**WHAT NEEDS TO BE DONE:** The records below are to be repeated in full, exactly as they are.

Records from a point labeling set:
* START *
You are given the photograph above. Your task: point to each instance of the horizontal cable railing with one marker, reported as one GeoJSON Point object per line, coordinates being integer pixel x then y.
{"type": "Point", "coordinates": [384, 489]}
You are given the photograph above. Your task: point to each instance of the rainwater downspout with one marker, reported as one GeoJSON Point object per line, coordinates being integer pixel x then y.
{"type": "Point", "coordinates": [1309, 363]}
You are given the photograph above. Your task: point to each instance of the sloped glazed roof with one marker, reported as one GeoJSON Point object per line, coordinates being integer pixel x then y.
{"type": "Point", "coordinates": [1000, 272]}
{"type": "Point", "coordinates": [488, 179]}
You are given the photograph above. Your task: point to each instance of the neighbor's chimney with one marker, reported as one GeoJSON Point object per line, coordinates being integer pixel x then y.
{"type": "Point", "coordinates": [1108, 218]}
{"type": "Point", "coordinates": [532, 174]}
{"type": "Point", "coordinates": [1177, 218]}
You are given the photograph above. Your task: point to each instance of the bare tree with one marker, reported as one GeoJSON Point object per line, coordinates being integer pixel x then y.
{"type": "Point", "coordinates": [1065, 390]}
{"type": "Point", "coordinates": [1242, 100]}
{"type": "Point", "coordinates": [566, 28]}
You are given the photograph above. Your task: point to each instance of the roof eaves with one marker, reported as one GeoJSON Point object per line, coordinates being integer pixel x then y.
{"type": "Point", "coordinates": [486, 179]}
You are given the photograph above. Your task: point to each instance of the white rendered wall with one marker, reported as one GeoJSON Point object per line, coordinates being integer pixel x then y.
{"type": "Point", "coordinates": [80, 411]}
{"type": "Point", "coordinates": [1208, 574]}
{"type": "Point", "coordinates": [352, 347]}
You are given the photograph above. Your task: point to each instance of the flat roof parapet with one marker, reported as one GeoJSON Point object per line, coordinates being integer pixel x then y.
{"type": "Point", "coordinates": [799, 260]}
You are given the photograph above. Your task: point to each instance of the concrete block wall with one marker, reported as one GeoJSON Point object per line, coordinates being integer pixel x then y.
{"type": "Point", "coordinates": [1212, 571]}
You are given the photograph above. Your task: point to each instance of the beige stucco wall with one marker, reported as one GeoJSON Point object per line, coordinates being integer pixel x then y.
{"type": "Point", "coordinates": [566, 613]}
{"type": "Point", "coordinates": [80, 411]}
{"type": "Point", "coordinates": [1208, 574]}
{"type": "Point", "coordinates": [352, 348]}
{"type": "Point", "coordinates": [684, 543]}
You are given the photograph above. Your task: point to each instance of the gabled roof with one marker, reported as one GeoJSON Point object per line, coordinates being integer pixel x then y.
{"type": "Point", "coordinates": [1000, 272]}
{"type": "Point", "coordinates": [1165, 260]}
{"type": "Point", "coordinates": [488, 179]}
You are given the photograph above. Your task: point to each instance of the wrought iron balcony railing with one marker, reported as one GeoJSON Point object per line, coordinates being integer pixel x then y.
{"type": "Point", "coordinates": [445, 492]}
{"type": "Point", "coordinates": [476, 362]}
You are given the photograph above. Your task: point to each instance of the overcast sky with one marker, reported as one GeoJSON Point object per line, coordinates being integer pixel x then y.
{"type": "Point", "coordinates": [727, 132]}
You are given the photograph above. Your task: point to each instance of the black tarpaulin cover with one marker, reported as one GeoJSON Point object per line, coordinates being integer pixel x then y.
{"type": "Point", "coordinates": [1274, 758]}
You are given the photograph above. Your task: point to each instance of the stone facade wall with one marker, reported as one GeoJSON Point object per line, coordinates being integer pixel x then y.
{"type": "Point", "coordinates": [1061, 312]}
* END *
**CORRECT RESPONSE:**
You are given the photograph above. Your task: point to each instance of the horizontal cable railing with one marker, reported as one GeoJSON Point object per line, coordinates being integer pixel x then y.
{"type": "Point", "coordinates": [384, 489]}
You are given the photograph above. Your task: point to each instance of the rainwater downspout with one marker, reported as one GeoJSON Point object per line, coordinates being integer pixel x then y.
{"type": "Point", "coordinates": [1309, 363]}
You are given the photograph above. Your task: point to each instance of the sloped glazed roof with one marker, reported as one GeoJSON Point object per line, coordinates being integer pixel x then y.
{"type": "Point", "coordinates": [1000, 272]}
{"type": "Point", "coordinates": [488, 179]}
You are given the photograph above. Your task: point to each instance of the neighbor's chimney with one marker, reported as one GeoJSON Point object per line, coordinates being integer pixel x then y.
{"type": "Point", "coordinates": [1108, 218]}
{"type": "Point", "coordinates": [532, 174]}
{"type": "Point", "coordinates": [1177, 218]}
You are given the photograph above. Your task: point to each instance of the bare tree with one marker, reported as one GeoJSON Point object per line, coordinates being integer pixel x then y.
{"type": "Point", "coordinates": [1065, 390]}
{"type": "Point", "coordinates": [1242, 100]}
{"type": "Point", "coordinates": [566, 28]}
You are given the photograph above. Your task: point to each instance of the roof eaves with one marker, reported as one GeoJSON Point object per line, coordinates being integer pixel x then y.
{"type": "Point", "coordinates": [486, 179]}
You are given the photograph above. Your task: point to each instance of the white rendered wall with one marker, reported as one GeoJSON Point object per line, coordinates being integer pixel x then y.
{"type": "Point", "coordinates": [80, 411]}
{"type": "Point", "coordinates": [1208, 574]}
{"type": "Point", "coordinates": [352, 347]}
You are given the photograph above. Your task: point to each instance of the flat roof parapet with one marker, reported as one GeoJSON Point object per line, coordinates being integer pixel x then y.
{"type": "Point", "coordinates": [799, 260]}
You are given the photograph above. Your task: point to each instance of the concrete block wall with one marker, reported as one GeoJSON Point object per line, coordinates being integer pixel x then y.
{"type": "Point", "coordinates": [1212, 571]}
You are given the photograph above. Your task: point to each instance of the beige stucco wall with one marker, reported as one GeoJSON Point object per line, coordinates being integer pixel x then y.
{"type": "Point", "coordinates": [566, 613]}
{"type": "Point", "coordinates": [80, 411]}
{"type": "Point", "coordinates": [1208, 574]}
{"type": "Point", "coordinates": [352, 348]}
{"type": "Point", "coordinates": [684, 543]}
You are given the photograph above. Your task: point to each instance of the gabled roof with one marker, reported as one GeoJSON Point object per line, coordinates being integer pixel x then y.
{"type": "Point", "coordinates": [1000, 272]}
{"type": "Point", "coordinates": [1165, 260]}
{"type": "Point", "coordinates": [488, 179]}
You are given the photograph above. Your task: point to each instance of the wrought iron balcony railing with one marker, reported as one GeoJSON Point object per line, coordinates being integer pixel x then y.
{"type": "Point", "coordinates": [445, 492]}
{"type": "Point", "coordinates": [476, 362]}
You are given the photograph above. Your task: point to each instance of the overcast sky with one marker, reported as one GeoJSON Point object per line, coordinates being integer pixel x then y.
{"type": "Point", "coordinates": [727, 132]}
You are given the photograph above. Your task: point to each instance of the black tarpaulin cover with one marker, reported as one GeoJSON Point object per line, coordinates being integer pixel x then y.
{"type": "Point", "coordinates": [1274, 758]}
You are given the photograph above. Your task: point to each instance of the stone facade wall with one marker, reported as one GeoJSON Point object per line, coordinates being integer pixel x then y.
{"type": "Point", "coordinates": [1061, 312]}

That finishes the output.